[WHAT NEEDS TO BE DONE]: Rewrite all of the material below, substituting "list the coordinates of each" for "give the position of each" wherever it occurs and keeping everything else the same. Leave the pictures out.

Records
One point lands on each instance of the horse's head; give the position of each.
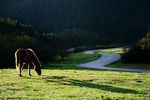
(38, 69)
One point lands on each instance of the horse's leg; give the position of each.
(20, 68)
(29, 66)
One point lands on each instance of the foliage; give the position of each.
(14, 35)
(113, 21)
(140, 51)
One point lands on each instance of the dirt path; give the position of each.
(104, 60)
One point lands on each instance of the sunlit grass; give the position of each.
(117, 50)
(61, 81)
(119, 63)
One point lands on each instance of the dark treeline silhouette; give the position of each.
(14, 35)
(140, 51)
(113, 21)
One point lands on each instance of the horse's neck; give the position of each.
(36, 61)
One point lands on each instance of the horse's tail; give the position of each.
(16, 60)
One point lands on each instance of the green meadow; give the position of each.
(61, 81)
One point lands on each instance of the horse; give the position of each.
(27, 57)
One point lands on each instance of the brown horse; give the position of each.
(27, 57)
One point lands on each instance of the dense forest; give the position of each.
(112, 21)
(14, 35)
(52, 26)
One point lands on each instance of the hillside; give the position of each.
(114, 20)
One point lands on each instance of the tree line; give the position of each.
(115, 21)
(14, 35)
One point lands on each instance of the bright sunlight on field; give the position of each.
(62, 81)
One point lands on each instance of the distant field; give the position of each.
(119, 64)
(117, 50)
(61, 81)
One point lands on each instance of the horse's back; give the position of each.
(24, 55)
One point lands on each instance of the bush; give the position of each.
(140, 51)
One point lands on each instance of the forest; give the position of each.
(55, 25)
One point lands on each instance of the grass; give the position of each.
(119, 64)
(61, 81)
(117, 50)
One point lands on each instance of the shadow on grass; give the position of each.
(87, 83)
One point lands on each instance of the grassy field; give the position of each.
(61, 81)
(119, 64)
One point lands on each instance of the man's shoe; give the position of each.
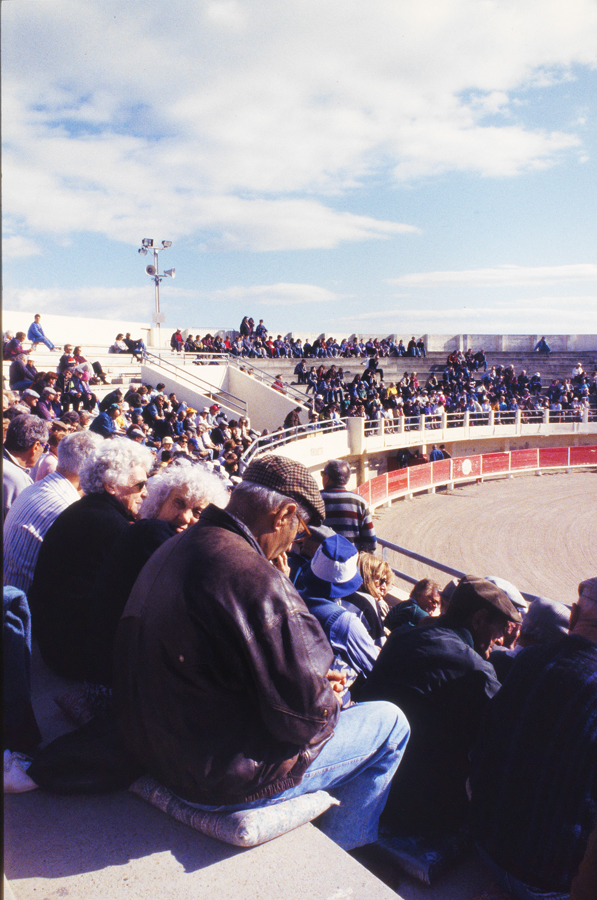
(16, 780)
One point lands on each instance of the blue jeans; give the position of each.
(356, 766)
(517, 888)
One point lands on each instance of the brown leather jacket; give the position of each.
(220, 670)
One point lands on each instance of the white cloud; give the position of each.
(506, 276)
(281, 294)
(566, 314)
(15, 246)
(230, 118)
(98, 302)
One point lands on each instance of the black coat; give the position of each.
(443, 687)
(70, 558)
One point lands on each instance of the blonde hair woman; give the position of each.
(377, 578)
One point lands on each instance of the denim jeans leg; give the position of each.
(356, 766)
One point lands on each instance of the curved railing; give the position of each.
(277, 439)
(447, 472)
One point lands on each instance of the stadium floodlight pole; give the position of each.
(153, 272)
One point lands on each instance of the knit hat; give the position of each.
(333, 571)
(588, 589)
(290, 478)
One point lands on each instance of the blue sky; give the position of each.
(325, 166)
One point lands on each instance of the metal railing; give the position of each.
(194, 382)
(277, 439)
(432, 563)
(460, 419)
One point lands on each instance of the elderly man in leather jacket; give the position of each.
(222, 682)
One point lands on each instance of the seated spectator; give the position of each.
(377, 579)
(48, 461)
(175, 498)
(36, 334)
(424, 601)
(94, 370)
(25, 440)
(105, 423)
(534, 774)
(39, 505)
(114, 396)
(22, 373)
(114, 480)
(67, 360)
(439, 676)
(248, 715)
(332, 575)
(14, 347)
(135, 346)
(45, 407)
(119, 345)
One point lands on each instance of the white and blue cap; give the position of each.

[EXERCISE RESULT]:
One point lands on each instance of the horse's head; list the coordinates of each.
(38, 69)
One point lands on each instance of the horse's leg; list the coordinates of each.
(20, 68)
(29, 66)
One point lands on each instance of the foliage; list the coordinates of each.
(14, 35)
(113, 21)
(140, 51)
One point lands on each instance of the dirt path; list the coordinates of each.
(104, 60)
One point lands on each instance of the sunlit grass; list the coordinates of each.
(117, 50)
(61, 81)
(119, 63)
One point lands on each instance of the dark treeline silhouette; list the coordinates of each.
(14, 35)
(140, 51)
(113, 21)
One point lands on each instance of the horse's neck; list the coordinates of each.
(36, 61)
One point lands on each instance of the horse's tail; list the coordinates of each.
(16, 60)
One point lands on each instance of the green meadow; list the coordinates of each.
(61, 81)
One point lands on each instance of the horse; list the coordinates of each.
(27, 57)
One point lands on each instance of the brown horse; list the coordinates of each.
(27, 57)
One point lands on each instance of the dense forest; list the coordinates of each.
(112, 21)
(14, 35)
(52, 26)
One point lands on each instance of the hillside; list the coordinates of each.
(114, 20)
One point lands on each instance of the tree line; list the coordinates of each.
(115, 21)
(14, 35)
One point lands on each instance of the bright sunlight on field; list the coordinates of each.
(62, 81)
One point lands on each instance of the distant field; list the coordinates of each.
(119, 64)
(117, 50)
(61, 81)
One point lands on each instance of the horse's back; list the coordinates of each.
(24, 55)
One point lands on each instance of the bush; list the coordinates of each.
(140, 51)
One point lands on each instance of the forest; list the coordinates of each.
(55, 25)
One point lands on each instance of the grass; list the coordinates of each.
(119, 64)
(61, 81)
(117, 50)
One point lands on each instance of the shadow on grass; list the coordinates of each.
(87, 83)
One point lands on each instance of the grassy field; list the coordinates of each.
(61, 81)
(119, 64)
One point lands on each instance of the man's shoe; list the coordinates of each.
(16, 780)
One point lands on each instance of the blue jeans; list the coordinates of each.
(356, 766)
(517, 888)
One point lands on each instance of the brown leather jacket; list the coordinates of each.
(220, 670)
One point lands on each instance of the white cloud; list the coordinates of each.
(506, 276)
(281, 294)
(566, 314)
(15, 246)
(230, 118)
(98, 302)
One point lands on each instance of the black coat; list the coordinates of each.
(443, 687)
(70, 558)
One point lands on each instance of the blonde hair woman; list the coordinates of each.
(377, 578)
One point lands on each instance of the denim jeans leg; list the coordinates of each.
(356, 766)
One point lands on each instance of the curved railing; list the coordinates of each.
(277, 439)
(447, 472)
One point lands on each instance of the stadium floodlight pole; list the coordinates of each.
(153, 272)
One point lands on each instance of the knit hat; list the coordinates of each.
(333, 571)
(588, 589)
(290, 478)
One point lands on each instance of the blue sky; list the coordinates of each.
(325, 166)
One point lands on each instance of the metal railing; list the coordinates of each.
(194, 382)
(277, 439)
(432, 563)
(460, 419)
One point lands on each instance of the elderly man in leather jacket; list the coordinates of each.
(222, 682)
One point lands on each instance of the seated spectator; list the coordinates of each.
(377, 579)
(48, 461)
(175, 498)
(36, 334)
(424, 601)
(94, 370)
(25, 440)
(105, 423)
(534, 774)
(39, 505)
(114, 396)
(22, 373)
(114, 480)
(67, 360)
(439, 676)
(248, 715)
(332, 575)
(14, 347)
(135, 346)
(45, 407)
(119, 345)
One point lands on each instance of the white and blue cap; list the coordinates of each.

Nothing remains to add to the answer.